▶ _Directions for this task_: From the entries below, pull out each line where "cross" appears.

********

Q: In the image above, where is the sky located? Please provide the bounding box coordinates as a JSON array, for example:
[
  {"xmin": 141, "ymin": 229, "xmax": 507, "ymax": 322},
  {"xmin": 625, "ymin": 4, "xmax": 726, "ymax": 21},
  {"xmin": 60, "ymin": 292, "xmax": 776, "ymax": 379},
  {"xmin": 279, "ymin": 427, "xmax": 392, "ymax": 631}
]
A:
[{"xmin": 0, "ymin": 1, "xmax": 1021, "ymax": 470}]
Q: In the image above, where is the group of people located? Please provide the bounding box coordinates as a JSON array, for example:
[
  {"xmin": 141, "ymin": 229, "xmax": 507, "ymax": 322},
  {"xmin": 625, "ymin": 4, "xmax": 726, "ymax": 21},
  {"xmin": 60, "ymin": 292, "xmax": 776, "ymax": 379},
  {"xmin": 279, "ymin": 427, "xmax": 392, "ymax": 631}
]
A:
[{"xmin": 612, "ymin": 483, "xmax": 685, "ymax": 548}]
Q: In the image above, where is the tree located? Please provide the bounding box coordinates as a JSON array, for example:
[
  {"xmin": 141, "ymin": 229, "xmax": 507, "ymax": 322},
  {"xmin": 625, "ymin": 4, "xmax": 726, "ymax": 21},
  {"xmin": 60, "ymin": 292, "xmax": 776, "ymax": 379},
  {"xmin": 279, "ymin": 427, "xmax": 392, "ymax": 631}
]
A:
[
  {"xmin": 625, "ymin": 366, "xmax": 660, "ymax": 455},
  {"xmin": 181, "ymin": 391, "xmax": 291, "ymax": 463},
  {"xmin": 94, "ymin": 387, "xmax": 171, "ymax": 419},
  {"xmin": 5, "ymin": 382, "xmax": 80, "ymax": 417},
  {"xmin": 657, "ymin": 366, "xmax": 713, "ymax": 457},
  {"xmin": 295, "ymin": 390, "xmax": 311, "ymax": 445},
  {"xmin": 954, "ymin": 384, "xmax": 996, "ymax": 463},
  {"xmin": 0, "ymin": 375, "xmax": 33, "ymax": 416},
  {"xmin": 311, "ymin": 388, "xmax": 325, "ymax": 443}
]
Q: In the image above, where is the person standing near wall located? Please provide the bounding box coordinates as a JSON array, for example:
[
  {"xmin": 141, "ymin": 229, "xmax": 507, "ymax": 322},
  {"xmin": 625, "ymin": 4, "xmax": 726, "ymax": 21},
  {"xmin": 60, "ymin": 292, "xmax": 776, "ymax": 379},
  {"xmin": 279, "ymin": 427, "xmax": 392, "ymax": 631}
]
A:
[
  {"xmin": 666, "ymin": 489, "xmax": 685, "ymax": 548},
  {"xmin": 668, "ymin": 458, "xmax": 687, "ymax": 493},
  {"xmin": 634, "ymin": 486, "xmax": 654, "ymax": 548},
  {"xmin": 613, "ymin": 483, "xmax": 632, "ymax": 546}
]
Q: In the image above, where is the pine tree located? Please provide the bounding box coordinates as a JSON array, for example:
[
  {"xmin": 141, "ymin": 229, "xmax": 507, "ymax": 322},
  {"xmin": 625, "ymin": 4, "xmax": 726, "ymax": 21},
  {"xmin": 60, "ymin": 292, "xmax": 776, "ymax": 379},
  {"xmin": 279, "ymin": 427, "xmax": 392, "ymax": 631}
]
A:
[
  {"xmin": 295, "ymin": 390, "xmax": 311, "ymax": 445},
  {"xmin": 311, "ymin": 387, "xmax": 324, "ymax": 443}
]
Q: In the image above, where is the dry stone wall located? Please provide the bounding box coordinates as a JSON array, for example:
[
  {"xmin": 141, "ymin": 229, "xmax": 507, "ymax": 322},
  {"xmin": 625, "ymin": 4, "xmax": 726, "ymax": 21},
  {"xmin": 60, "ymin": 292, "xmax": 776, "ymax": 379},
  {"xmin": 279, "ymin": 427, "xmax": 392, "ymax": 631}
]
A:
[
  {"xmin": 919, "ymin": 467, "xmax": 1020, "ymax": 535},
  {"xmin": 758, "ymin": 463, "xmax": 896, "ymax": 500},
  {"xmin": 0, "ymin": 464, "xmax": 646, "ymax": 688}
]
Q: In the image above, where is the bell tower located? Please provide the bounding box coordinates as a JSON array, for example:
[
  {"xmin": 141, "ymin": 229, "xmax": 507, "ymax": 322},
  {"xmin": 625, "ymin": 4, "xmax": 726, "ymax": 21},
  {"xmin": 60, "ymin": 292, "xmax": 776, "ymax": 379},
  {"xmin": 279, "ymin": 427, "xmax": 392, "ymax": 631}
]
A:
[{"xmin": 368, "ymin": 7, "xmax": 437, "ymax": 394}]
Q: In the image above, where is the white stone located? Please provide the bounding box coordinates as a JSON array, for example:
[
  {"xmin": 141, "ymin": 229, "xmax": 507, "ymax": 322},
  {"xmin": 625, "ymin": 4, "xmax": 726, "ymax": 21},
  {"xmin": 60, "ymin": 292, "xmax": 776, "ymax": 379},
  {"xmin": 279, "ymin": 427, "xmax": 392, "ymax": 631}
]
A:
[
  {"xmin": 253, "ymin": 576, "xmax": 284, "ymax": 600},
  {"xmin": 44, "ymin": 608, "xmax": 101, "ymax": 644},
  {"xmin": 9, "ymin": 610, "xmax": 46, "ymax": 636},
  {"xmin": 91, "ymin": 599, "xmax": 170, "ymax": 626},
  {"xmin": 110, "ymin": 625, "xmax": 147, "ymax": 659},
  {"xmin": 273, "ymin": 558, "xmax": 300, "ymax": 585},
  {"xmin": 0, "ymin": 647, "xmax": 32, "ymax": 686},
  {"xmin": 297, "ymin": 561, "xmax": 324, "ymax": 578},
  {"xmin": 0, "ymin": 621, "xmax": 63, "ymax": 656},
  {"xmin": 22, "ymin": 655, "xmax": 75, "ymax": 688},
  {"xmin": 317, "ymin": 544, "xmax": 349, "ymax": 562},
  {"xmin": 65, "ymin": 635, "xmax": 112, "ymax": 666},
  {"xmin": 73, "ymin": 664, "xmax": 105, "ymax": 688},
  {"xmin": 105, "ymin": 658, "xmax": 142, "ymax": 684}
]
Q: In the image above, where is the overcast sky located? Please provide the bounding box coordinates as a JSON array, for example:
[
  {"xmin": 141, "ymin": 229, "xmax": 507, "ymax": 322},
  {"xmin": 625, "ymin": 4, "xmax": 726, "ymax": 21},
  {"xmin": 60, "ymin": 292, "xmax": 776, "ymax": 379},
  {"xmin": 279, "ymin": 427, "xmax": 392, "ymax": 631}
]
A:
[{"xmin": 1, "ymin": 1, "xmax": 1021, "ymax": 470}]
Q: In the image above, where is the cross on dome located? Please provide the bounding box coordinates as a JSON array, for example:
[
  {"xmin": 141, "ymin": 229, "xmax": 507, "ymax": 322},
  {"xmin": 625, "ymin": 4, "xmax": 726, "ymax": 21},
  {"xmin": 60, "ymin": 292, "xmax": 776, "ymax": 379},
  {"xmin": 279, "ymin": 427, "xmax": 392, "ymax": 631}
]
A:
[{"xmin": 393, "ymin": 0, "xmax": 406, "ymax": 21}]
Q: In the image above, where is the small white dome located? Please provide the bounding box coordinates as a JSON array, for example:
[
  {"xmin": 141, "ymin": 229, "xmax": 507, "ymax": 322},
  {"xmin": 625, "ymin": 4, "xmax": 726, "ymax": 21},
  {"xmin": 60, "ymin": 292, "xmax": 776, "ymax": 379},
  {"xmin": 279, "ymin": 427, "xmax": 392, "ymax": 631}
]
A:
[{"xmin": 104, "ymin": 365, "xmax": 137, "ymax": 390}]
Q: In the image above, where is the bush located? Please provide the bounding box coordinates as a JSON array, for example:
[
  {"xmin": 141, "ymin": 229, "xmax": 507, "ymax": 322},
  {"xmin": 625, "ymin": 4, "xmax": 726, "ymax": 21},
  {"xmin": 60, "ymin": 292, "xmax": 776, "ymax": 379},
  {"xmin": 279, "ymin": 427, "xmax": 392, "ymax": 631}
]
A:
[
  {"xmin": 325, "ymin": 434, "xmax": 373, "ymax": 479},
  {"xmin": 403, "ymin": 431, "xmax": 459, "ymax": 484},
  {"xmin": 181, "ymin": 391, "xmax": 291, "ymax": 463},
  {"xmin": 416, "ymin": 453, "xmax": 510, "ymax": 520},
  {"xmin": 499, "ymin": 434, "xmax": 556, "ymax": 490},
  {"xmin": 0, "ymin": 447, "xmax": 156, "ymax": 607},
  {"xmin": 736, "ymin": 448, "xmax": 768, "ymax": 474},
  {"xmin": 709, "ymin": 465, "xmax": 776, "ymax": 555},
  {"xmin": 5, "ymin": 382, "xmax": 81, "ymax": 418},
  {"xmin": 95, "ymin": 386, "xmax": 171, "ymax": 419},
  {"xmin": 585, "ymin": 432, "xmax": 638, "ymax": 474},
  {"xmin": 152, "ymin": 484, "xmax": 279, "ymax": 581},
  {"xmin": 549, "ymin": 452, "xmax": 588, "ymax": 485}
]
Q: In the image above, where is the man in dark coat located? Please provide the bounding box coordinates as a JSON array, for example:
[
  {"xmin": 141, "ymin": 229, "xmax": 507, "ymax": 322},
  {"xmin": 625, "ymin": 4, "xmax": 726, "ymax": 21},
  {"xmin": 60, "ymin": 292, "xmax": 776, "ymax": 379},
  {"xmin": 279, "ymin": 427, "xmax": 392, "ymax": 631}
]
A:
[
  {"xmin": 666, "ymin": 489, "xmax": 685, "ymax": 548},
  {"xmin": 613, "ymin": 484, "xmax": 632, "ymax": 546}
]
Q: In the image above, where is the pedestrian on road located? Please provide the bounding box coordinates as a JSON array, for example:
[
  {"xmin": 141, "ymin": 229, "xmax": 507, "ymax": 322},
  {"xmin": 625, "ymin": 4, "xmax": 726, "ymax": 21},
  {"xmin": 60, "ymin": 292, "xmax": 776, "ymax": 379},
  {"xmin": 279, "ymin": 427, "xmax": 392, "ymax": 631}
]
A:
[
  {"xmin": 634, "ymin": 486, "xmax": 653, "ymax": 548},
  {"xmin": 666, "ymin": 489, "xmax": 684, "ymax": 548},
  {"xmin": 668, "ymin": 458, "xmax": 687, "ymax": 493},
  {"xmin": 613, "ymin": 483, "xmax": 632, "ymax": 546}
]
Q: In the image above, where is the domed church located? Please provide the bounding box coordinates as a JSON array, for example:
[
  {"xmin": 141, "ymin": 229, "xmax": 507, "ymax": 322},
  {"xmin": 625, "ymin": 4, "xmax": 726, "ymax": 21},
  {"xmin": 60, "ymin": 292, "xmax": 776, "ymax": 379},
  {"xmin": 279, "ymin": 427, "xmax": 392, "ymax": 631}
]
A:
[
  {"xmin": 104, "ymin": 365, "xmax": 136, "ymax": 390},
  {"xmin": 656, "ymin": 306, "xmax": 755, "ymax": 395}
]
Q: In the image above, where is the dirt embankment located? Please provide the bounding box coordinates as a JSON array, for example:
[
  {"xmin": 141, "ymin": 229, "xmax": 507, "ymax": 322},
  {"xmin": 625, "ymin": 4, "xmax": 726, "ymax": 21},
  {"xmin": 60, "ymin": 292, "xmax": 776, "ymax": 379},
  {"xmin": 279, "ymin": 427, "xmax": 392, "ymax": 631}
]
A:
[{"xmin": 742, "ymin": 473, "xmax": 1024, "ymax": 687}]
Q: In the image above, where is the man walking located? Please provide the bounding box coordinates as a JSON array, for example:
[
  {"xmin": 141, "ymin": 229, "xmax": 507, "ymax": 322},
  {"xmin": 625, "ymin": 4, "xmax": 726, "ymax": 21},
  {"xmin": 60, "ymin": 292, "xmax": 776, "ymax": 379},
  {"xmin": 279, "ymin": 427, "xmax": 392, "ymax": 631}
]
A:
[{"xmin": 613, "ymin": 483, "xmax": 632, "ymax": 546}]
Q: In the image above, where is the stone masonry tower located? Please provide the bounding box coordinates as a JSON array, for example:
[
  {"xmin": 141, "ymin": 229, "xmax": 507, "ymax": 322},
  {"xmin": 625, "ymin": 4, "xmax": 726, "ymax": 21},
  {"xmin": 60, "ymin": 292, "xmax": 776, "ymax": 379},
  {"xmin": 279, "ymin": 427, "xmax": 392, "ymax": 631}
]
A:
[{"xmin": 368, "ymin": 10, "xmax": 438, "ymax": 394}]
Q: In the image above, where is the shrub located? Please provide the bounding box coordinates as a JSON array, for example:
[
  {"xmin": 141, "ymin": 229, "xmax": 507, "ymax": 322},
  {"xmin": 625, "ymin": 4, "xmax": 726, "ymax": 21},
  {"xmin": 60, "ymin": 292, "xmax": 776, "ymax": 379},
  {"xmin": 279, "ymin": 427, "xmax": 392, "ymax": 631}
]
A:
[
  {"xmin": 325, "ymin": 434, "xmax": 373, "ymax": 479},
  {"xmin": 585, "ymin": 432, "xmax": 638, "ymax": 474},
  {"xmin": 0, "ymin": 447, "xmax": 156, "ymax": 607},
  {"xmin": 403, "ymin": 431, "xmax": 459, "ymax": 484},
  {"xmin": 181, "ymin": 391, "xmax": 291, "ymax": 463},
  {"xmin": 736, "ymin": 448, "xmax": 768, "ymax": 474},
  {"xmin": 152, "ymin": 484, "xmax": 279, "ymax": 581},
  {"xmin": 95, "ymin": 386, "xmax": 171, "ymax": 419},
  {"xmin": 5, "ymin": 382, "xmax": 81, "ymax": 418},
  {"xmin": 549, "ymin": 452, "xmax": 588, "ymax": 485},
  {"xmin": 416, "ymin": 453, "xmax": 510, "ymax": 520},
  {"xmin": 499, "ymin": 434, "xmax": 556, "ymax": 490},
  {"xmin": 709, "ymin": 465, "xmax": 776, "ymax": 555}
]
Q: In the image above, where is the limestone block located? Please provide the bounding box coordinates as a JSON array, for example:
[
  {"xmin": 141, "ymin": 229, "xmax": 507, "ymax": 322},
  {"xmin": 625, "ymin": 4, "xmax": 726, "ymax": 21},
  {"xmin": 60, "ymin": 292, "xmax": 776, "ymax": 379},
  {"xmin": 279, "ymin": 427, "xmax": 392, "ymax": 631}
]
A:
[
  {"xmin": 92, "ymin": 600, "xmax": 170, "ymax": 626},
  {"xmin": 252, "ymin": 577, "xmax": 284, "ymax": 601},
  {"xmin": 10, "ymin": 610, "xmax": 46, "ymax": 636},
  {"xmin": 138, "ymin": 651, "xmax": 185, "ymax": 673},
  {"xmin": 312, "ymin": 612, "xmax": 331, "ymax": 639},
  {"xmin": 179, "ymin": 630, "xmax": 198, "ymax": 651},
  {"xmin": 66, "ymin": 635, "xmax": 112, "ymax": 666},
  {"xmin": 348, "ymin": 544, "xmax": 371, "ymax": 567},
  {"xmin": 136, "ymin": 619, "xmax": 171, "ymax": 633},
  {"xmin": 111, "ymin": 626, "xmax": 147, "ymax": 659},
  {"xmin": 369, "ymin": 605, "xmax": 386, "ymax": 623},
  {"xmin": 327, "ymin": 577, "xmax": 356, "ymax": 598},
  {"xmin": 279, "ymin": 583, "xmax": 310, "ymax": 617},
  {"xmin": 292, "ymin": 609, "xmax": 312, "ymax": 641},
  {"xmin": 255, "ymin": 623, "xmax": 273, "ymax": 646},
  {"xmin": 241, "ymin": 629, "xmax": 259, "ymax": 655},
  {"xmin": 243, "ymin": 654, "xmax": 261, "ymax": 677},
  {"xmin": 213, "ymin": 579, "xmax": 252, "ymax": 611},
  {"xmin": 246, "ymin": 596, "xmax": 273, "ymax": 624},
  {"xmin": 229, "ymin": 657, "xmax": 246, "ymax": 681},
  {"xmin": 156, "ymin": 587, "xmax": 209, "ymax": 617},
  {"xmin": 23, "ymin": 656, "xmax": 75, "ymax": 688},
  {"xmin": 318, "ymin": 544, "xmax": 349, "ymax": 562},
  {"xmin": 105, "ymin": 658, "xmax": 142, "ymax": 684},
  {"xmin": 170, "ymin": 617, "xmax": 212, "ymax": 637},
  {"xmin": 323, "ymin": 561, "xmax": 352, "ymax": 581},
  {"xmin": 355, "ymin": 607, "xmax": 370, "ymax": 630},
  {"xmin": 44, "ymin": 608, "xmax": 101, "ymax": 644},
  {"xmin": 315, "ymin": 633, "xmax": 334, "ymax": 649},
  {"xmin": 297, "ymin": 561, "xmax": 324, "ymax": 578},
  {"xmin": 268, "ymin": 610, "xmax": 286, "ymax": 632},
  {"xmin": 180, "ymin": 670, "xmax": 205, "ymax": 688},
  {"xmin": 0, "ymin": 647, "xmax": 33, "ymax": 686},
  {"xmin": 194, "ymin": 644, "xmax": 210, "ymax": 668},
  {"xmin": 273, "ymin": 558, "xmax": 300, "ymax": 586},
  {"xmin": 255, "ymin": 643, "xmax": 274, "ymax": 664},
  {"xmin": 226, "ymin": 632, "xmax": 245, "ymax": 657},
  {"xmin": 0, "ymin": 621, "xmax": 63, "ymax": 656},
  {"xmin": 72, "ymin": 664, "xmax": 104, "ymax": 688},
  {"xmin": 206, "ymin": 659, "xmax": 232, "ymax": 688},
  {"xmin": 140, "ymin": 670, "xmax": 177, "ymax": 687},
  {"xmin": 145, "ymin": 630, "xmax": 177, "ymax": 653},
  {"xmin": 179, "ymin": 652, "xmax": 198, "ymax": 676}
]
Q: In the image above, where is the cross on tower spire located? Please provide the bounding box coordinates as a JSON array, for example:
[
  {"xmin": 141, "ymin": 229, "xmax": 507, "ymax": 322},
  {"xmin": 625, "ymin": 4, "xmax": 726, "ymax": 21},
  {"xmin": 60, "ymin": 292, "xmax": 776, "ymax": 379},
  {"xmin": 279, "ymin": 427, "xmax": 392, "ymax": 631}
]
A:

********

▶ _Written reply_:
Q: In the image above, where is the cross on dome located? Please provide the bounding box coordinates as a JSON array, for example:
Q: In the image above, where is the cross on tower spire located? Please provide the bounding box coordinates as a JSON array, for example:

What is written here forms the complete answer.